◆ Фрагмент документа ◆
----

И наконец, Италия была латинской, Восток же - преимущественно греческим. Этого различия не мог затушевать тот факт, что в городах Италии издавна жили колонии греческих, сирийских, армянских купцов и ремесленников, что немало греков было в составе местной гражданской и военной администрации, интеллигенции, клира. Ясно было, что на берегах Босфора и на берегах Тибра живут два разных народа. Чем менее универсальной, чем более эллинской становилась империя, тем более чуждой и далекой казалась она италийцам, которые писали, читали, думали, молились по-латыни. Хронист IX века Агнелл из Равенны сохранил такой рассказ: в 80-х годах VII века у равеннского экзарха Феодора умер секретарь-нотарий. Экзарх стал искать человека, владеющего греческой письменной речью, но здесь, в Равенне, столице экзархата и наиболее эллинизированном городе Северной Италии, найти его не мог. Он совсем было отчаялся, но вдруг ему повезло: кто-то из приближенных порекомендовал ему местного знатного юношу по имени Иоанниций, якобы свободно владевшего греческим языком. Экзарх вызвал его к себе и, вручив ему послание, пришедшее из Константинополя, приказал: “Читай!” Иоанниций же спросил: “Велишь ли, господин, читать по-гречески, как писано, или по-латыни?” Экзарх удивился таким способностям юноши, и, приказав подать другой, латинский, текст, велел сразу прочесть его в переводе на греческий. Иоанниций великолепно справился с задачей. Экзарх был поражен и возблагодарил Бога за то, что Тот даровал ему такого прекрасного нотария. Однако радовался он недолго. Вскоре уже в столице империи изумились тому, что из Равенны пришла грамотно написанная корреспонденция, послали в Италию запрос и. выяснив, в чем дело, вызвали Иоанниция для работы в Константинополь.
История возвышения Иоанниция показывает, насколько редким качеством было знание греческого языка даже в среде италийской знати. Византия и Италия и в прямом, и в переносном смысле слова все хуже и хуже понимали друг друга. Возрождалось традиционное для римских аристократов презрение к грекам: не воинам, но рабам, изнеженным выскочкам, иноземцам, вторгшимся, подобно историческим пеласгам, на священную землю Италии.
Вероятно, во второй половине VII века было написано стихотворение, сочиненное антивизантийски настроенным италийским патриотом и обращенное к Риму. Это — редкостный образец средневековой политической лирики, до сих пор не изучавшийся специалистами. Безымянный автор так обращается к Вечному городу:
Некогда был ты основан своими благородными покровителями,
А ныне ты во власти рабов. О горе, Рим, ты погибаешь!

----

Записи разметки контуров:
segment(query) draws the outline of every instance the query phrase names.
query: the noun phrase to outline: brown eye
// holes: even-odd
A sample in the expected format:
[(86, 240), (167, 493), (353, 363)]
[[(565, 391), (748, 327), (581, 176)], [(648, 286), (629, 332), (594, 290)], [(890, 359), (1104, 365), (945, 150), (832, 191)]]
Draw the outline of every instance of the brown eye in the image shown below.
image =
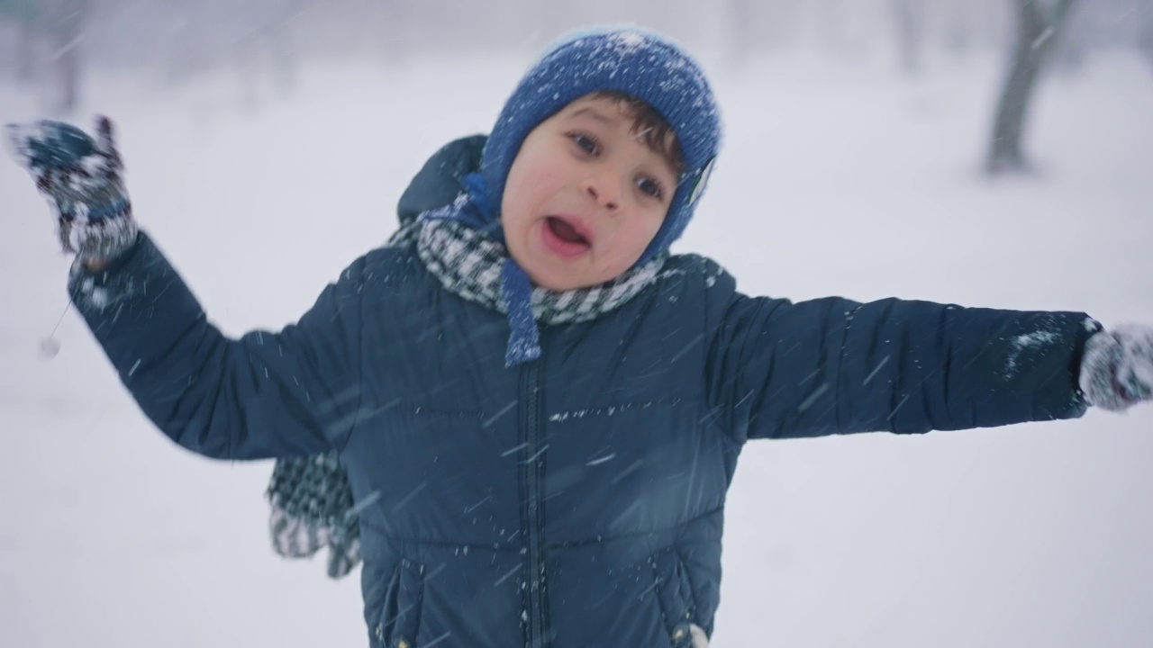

----

Продолжи текст о разладе между Италией и Византией, начав сразу после его последних слов.

◆ Итог задания ◆
Давно уже покинули тебя твои цари,
И к грекам перешли имя и слава твои!
Никого из благородных правителей внутри тебя не осталось,
Граждане твои возделывают поля пеласгов.
Чернь, собранная с самых отдаленных краев земли —
Рабы рабов - ныне твои господа.
Процветающий Константинополь зовется Новым Римом,
Твои же, Рим древний, стены и крепости осыпаются во прах,
В старинном стихе предрек тебе прорицатель:
“Нежданно, Рим, однажды покинет тебя Амур”.
Когда б не хранили тебя заслуги Петра и Павла,
Уже давно бы, Рим, в ничтожество ты обратился.
Челяди отдан под иго жестокой и мерзкой
Ты — который когда-то доблестью славной блистал!..
Все в этом стихе: и плач по ушедшему в прошлое державному Риму, и ненависть к Константинополю и грекам, и надежда на заступничество Петра и Павла — покровителей папского престола! Таковы были настроения италийских сепаратистов и в VI, и в VII, и в VIII веках.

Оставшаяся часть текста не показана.